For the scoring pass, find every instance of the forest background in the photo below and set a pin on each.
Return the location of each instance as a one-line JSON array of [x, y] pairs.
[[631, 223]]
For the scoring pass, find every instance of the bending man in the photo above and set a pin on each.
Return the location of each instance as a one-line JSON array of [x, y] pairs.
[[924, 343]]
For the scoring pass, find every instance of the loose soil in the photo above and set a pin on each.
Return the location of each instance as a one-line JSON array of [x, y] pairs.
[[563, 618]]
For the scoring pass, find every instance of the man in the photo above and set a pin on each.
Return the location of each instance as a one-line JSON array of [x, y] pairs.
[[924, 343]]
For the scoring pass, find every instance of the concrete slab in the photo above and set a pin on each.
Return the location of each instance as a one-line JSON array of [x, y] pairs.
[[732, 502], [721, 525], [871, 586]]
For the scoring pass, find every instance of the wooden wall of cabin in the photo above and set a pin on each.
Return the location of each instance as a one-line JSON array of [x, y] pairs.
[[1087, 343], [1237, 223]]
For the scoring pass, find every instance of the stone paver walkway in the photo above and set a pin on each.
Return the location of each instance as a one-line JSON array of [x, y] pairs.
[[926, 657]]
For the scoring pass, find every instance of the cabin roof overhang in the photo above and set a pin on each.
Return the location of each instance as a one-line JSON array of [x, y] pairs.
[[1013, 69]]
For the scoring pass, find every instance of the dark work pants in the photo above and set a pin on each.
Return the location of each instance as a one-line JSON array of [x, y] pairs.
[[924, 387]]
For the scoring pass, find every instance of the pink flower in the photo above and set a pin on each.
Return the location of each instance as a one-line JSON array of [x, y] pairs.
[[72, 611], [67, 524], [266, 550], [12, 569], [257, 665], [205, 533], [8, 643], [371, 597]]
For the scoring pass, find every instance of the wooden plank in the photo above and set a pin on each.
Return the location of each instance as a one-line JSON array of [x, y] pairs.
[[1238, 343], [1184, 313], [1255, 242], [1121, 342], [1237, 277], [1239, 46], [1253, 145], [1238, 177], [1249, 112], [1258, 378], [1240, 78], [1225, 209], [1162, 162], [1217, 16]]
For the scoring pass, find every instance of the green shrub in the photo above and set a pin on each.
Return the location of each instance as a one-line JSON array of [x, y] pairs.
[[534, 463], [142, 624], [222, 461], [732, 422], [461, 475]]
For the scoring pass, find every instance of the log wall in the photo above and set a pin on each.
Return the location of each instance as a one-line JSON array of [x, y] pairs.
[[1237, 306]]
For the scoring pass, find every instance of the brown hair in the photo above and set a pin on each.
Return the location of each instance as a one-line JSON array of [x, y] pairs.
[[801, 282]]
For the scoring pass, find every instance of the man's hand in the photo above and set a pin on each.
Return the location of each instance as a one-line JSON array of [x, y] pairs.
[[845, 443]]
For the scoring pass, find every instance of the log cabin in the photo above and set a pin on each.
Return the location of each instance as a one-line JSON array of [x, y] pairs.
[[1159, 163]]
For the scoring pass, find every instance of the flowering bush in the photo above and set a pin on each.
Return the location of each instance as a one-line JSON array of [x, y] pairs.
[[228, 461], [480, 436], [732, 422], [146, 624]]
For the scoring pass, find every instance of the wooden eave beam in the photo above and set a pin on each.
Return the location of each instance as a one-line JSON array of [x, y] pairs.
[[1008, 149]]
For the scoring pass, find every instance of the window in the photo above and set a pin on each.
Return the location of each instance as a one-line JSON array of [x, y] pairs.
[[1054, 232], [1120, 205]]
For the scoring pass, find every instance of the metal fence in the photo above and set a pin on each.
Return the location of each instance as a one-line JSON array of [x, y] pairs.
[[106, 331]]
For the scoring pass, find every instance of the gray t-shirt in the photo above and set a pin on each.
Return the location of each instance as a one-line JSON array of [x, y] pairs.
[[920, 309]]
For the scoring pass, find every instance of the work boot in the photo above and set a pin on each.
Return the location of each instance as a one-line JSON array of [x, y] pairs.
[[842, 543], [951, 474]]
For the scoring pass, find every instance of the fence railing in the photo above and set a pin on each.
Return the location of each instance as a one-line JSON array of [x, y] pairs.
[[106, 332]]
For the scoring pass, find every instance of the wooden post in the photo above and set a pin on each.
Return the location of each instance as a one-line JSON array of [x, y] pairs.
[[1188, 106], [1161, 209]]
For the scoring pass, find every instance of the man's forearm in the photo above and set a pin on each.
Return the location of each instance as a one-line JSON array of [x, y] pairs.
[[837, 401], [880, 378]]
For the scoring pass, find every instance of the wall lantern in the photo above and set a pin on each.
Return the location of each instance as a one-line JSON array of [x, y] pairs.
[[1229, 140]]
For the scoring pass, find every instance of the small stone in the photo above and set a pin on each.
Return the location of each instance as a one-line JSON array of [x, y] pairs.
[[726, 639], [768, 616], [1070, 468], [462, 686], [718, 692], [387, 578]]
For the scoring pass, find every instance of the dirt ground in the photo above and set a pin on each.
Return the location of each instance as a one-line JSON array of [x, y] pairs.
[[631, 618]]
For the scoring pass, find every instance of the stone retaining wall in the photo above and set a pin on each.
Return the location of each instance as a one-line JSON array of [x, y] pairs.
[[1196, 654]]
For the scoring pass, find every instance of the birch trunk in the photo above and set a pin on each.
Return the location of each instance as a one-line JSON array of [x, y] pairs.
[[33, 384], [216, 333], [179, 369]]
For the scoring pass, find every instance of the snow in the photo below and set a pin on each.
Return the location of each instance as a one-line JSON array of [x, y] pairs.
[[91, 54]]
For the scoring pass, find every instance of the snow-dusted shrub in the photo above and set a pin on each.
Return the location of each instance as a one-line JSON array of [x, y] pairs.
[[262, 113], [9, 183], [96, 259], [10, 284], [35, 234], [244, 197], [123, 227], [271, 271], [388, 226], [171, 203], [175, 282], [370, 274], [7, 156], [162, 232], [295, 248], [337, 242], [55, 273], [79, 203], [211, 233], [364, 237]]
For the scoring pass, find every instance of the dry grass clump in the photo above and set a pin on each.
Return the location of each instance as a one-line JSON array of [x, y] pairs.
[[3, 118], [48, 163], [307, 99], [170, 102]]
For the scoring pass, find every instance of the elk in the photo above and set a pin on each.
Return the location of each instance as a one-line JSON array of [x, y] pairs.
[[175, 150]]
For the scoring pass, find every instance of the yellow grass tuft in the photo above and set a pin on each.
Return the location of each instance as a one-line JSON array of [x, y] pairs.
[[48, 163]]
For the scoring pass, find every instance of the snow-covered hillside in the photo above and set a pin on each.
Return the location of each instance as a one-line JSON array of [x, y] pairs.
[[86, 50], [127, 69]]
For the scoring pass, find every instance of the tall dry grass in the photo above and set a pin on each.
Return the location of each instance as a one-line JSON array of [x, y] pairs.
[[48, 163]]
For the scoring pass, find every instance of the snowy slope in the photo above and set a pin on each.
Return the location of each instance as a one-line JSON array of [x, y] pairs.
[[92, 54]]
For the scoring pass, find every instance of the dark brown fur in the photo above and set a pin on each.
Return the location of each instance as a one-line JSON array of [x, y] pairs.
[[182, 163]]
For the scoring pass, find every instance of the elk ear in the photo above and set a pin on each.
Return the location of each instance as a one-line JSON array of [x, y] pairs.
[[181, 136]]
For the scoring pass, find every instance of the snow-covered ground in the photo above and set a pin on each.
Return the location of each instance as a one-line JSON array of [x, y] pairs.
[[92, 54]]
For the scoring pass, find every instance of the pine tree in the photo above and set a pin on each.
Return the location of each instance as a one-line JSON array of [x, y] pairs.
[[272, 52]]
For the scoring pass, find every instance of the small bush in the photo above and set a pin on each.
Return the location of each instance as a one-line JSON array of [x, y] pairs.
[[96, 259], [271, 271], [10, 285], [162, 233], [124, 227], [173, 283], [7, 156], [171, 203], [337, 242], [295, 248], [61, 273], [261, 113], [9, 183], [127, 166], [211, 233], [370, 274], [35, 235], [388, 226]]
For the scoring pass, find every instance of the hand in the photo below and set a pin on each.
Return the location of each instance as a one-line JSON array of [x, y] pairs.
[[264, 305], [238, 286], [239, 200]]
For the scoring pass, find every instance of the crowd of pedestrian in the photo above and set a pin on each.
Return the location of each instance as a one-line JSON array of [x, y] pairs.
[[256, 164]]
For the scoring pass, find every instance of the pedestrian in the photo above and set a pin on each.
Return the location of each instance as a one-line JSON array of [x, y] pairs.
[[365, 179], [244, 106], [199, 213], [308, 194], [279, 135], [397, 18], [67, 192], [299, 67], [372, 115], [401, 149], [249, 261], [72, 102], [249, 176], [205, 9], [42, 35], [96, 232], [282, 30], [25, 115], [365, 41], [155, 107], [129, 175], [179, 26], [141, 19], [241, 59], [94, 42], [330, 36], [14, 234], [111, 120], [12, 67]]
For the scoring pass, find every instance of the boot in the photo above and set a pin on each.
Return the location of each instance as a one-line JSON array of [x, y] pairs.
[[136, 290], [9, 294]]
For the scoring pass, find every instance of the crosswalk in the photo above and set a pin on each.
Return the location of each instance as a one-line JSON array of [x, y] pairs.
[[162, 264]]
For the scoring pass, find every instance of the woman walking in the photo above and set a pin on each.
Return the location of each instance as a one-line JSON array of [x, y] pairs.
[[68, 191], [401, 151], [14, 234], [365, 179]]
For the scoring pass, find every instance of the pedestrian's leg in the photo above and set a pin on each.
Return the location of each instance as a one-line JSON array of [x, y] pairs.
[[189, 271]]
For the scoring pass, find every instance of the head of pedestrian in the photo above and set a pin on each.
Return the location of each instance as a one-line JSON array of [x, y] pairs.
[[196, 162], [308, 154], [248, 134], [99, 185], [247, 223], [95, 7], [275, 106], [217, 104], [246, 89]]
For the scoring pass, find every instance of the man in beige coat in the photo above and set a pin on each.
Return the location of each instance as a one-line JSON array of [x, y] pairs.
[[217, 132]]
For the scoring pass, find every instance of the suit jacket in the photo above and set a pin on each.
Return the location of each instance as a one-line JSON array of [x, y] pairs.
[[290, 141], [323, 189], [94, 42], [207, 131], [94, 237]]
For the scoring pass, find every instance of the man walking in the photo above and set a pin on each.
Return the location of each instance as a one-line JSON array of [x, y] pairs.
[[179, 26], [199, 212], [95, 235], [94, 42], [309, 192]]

______________________________

# Job:
Copy exactly the lines of the listing above, beginning at the line with "For the scoring pass, find every instance of the woman" and ending at its final line; write out nothing else.

# Exercise result:
For the scoring pass, find every instance of the woman walking in the photo above and set a pin on each.
Return the location of each instance as a one-line JSON array of [x, y] pairs.
[[68, 191], [401, 151], [14, 234], [365, 179]]
For the scoring pass, find every instance of the pedestrian's leg in the photo above and set a pin on each.
Return the location of each instance as a one-line JSON array of [x, y] pairs.
[[189, 271]]
For the scoring pass, find every instance of the head of pedestrian in the photo above and set a pin on each.
Return the location of each instance as a one-line JSON array of [x, y] pairs.
[[196, 162], [308, 154], [248, 134], [99, 185], [247, 223], [95, 7], [275, 106], [217, 104], [246, 89]]
For the scoring pass, find every instance of the man in beige coat in the photo above and set a pin on each.
Return the location of each instance as a one-line JSON array of [x, y] pairs.
[[217, 132]]
For the scoring pass, find every instance of the suit jacket in the photo above and set a pin on each.
Return the location of each instance as a one-line JSON array of [x, y] pairs.
[[290, 141], [323, 189], [94, 42], [207, 131], [94, 237]]
For the scoring pass, find every instance of the man walking in the photo above and set a pin on each.
Return the location of each instance as a one-line JSON array of [x, y] pairs.
[[179, 26], [199, 212], [95, 235], [94, 42], [309, 192]]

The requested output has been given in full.